• [OPDRACHT 1] Werk de regels in de lijst bij vanaf de regel met "Target: bright sky through trees" tot en met het einde van de lijst, en geef ze opnieuw met "bright sky" vervangen door "pale sky" en verder niets veranderd.

• [FRAGMENT UIT DOCUMENT]
>>>

ECLI:NL:RBZWB:2023:7473

Rechtbank Zeeland-West-Brabant

Datum uitspraak
30 oktober 2023
Publicatiedatum
30 oktober 2023
Zaaknummer
ZWB 22_3077
Instantie
Rechtbank Zeeland-West-Brabant
Type
Uitspraak
Procedures
  • Eerste aanleg - enkelvoudig
Rechters
Vindplaatsen
  • Rechtspraak.nl
AI samenvatting door LexboostAutomatisch gegenereerd

Beoordeling van de aftrekbaarheid van studiekosten in relatie tot een leningsovereenkomst

In deze uitspraak van de Rechtbank Zeeland-West-Brabant op 30 oktober 2023, wordt het beroep van belanghebbende tegen de uitspraak op bezwaar van de inspecteur van de Belastingdienst beoordeeld. De inspecteur had aan belanghebbende voor het jaar 2019 een aanslag in de inkomstenbelasting en premie volksverzekeringen opgelegd, gebaseerd op een belastbaar inkomen uit werk en woning van € 13.271. Belanghebbende had bezwaar gemaakt tegen deze aanslag, wat leidde tot een gedeeltelijke vermindering door de inspecteur. Hierop heeft belanghebbende beroep ingesteld.

<<<

• [OPDRACHT 2] Op welk bedrag aan belastbaar inkomen uit werk en woning was de aanslag over 2019 volgens het fragment over de uitspraak gebaseerd?

Gegevens voor coördinaatlabels:
>>>

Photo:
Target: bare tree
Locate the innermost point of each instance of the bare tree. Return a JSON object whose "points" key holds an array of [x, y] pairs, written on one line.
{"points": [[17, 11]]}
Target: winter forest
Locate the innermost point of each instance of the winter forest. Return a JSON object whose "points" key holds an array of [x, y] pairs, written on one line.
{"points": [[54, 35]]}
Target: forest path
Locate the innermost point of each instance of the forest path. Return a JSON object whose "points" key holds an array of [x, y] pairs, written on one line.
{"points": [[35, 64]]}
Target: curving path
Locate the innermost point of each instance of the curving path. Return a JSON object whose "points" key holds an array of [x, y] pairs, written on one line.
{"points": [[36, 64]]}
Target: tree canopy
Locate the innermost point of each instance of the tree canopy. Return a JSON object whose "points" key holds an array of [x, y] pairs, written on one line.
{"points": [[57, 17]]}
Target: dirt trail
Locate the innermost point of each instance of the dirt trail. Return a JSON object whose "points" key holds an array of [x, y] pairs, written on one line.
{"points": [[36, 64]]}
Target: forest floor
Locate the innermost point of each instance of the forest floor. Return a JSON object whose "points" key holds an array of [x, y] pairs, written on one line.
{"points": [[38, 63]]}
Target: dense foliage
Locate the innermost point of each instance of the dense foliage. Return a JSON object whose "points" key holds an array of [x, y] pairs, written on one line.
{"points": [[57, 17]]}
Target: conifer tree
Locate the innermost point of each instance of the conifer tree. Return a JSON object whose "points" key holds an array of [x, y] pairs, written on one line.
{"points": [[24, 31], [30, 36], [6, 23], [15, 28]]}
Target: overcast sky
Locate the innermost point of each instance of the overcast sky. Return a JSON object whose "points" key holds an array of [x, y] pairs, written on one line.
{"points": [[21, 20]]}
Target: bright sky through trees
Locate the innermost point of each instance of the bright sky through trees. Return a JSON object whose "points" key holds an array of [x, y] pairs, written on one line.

<<<

• [UITVOER 1]
Target: pale sky through trees
Locate the innermost point of each instance of the pale sky through trees. Return a JSON object whose "points" key holds an array of [x, y] pairs, written on one line.

• [UITVOER 2] € 13.271